**SOURCE PASSAGE:**
---*---
As one would expect, good communication is critical in any attempt at swinging as a couple. There are many, many different forms that swinging may take, and whichever one you choose is fine as long as you and your partner are clear about what you are doing and why.
Sex has the potential to be an emotionally charged area, and the pleasures that may be found in swinging can generally be reached only when both partners are sensitive to each others' needs, and put their partner's comfort first.
From a more pragmatic point of view, there will always be another party, another personal ad, another dance, another convention; there may not be another chance to salvage an exploration into swinging if one partner becomes overwhelmed in " The garden of delights " and forgets to treat his or her primary partner with sensitivity and respect. It's important to keep in mind that swinging is primarily a SOCIAL activity.
The ordinary social customs of meeting people and initiating a conversation are really not that different than at any other type of social gathering, and the process by which acquaintances become close friends is not that different either.
The key social traits that tend to be appreciated in the swinging community are responsibility, friendliness, flirtatiousness, open-mindedness, and most importantly stability with regard to one's primary relationship. As is the case with almost all human social endeavors, if you already know people in a particular community you'll probably be happier if you attend your first few events with these people so they can introduce you to others. Waiting a little while and watching how others behave is also a good idea, as it is in almost any new social situation. Common courtesy, of course, is as welcomed in the swinging community as it is in any other community; After all, we're just human.
---*---
**THE RECORDS:**
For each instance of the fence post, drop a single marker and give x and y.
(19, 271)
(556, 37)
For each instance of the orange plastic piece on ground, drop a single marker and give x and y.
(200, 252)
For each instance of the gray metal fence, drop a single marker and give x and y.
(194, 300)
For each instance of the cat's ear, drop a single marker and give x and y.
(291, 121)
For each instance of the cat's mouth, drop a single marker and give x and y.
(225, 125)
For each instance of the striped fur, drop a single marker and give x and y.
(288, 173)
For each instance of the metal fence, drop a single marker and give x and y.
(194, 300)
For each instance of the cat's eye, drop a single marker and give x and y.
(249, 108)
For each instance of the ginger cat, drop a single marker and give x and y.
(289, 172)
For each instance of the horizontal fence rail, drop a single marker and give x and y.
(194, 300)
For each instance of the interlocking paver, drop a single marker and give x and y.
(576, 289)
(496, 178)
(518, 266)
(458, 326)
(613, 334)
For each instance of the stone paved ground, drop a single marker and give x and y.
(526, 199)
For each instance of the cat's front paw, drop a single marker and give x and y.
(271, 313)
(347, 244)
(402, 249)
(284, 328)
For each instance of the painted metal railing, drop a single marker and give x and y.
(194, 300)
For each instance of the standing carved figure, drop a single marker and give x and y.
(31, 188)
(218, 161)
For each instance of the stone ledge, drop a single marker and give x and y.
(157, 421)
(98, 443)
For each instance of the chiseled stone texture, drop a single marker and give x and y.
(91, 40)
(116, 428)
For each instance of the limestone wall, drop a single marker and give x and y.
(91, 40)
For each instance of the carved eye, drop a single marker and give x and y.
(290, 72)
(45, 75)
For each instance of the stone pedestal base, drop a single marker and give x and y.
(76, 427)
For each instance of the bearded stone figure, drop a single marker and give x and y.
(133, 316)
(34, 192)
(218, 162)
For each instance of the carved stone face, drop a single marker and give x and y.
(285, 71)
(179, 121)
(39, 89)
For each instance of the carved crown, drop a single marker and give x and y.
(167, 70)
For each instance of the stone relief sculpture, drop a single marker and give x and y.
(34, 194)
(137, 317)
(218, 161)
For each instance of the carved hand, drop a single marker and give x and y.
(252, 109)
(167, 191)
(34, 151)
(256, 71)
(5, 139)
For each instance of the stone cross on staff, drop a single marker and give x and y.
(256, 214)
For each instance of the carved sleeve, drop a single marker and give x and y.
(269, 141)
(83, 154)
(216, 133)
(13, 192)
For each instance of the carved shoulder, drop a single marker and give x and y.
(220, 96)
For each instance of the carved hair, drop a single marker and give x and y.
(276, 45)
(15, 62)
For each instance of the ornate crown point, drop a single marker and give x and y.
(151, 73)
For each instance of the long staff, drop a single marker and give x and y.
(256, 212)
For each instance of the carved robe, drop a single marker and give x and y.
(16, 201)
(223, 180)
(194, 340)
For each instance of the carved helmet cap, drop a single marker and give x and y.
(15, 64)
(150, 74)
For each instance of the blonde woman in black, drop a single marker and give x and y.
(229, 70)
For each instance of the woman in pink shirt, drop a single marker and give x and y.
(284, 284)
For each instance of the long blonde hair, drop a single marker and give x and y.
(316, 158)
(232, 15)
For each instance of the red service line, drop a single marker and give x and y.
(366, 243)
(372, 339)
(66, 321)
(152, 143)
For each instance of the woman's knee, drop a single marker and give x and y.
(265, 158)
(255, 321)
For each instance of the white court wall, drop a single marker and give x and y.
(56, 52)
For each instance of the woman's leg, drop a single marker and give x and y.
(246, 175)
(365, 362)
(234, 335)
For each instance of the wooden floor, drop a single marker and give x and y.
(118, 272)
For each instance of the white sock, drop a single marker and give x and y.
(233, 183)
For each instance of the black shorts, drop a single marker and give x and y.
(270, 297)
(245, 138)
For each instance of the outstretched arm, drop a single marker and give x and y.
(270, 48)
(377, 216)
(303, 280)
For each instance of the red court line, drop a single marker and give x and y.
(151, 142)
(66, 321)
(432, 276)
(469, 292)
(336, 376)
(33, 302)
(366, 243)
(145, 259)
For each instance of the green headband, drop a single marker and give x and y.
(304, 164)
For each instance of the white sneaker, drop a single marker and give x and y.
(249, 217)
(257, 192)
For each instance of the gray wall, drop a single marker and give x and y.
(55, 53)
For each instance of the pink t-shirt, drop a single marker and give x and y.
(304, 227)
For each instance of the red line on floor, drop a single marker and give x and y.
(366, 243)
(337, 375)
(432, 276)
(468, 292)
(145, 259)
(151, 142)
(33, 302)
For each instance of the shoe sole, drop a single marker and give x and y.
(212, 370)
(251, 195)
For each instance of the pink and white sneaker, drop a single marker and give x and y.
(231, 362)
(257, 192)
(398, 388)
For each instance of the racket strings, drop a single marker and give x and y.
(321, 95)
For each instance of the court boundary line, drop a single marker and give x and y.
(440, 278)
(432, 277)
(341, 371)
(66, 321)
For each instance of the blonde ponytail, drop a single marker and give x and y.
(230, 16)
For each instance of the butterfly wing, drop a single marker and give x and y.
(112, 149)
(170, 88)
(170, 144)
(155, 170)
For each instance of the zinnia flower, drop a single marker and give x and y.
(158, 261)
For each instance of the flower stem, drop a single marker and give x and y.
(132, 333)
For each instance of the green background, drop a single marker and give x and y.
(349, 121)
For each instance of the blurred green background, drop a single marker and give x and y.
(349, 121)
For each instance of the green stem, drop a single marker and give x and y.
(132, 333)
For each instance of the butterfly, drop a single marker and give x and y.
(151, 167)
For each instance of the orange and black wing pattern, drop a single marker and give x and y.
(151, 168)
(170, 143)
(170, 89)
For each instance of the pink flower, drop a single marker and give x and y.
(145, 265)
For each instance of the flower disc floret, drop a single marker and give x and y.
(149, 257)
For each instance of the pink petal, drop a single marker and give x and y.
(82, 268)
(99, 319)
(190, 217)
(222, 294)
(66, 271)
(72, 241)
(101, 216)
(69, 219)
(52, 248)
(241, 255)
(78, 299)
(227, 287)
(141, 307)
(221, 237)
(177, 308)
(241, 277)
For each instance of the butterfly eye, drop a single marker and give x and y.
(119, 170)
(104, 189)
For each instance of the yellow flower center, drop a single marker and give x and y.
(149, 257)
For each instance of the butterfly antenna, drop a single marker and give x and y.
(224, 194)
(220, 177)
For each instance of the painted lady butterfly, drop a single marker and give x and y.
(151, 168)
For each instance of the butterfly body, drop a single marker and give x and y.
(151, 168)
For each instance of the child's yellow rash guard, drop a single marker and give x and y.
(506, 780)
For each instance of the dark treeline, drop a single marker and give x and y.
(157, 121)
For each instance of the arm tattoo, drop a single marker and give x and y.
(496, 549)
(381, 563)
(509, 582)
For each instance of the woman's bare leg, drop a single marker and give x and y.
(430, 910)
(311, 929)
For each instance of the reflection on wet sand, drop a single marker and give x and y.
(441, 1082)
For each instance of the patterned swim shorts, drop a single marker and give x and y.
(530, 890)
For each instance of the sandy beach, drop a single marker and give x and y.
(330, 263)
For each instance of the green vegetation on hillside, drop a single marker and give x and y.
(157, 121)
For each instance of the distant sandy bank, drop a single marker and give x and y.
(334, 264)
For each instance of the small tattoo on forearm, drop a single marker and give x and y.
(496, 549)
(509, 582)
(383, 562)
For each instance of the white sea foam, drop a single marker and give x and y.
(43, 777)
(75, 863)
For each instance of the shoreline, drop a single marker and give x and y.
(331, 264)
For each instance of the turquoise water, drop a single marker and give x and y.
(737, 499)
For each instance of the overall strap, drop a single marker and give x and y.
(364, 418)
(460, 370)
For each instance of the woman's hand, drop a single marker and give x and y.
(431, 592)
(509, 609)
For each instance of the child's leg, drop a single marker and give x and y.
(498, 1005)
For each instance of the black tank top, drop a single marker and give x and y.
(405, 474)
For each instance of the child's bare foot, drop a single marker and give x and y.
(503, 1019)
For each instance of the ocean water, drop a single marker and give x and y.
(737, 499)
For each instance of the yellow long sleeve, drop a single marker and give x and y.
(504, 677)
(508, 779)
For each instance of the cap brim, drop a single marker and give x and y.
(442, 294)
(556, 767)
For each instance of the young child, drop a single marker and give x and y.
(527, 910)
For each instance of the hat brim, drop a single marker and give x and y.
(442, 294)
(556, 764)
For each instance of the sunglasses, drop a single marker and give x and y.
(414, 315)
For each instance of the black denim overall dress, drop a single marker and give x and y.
---*---
**PROBLEM A:**
What kind of activity does the passage on swinging as a couple say swinging primarily is?
**PROBLEM B:**
Find each line of the records that contains the word "crown" and copy those lines.
These records are unrelated to the text.

**EXERCISE ANSWER A:**
A social activity.

**EXERCISE ANSWER B:**
For each instance of the carved crown, drop a single marker and give x and y.
For each instance of the ornate crown point, drop a single marker and give x and y.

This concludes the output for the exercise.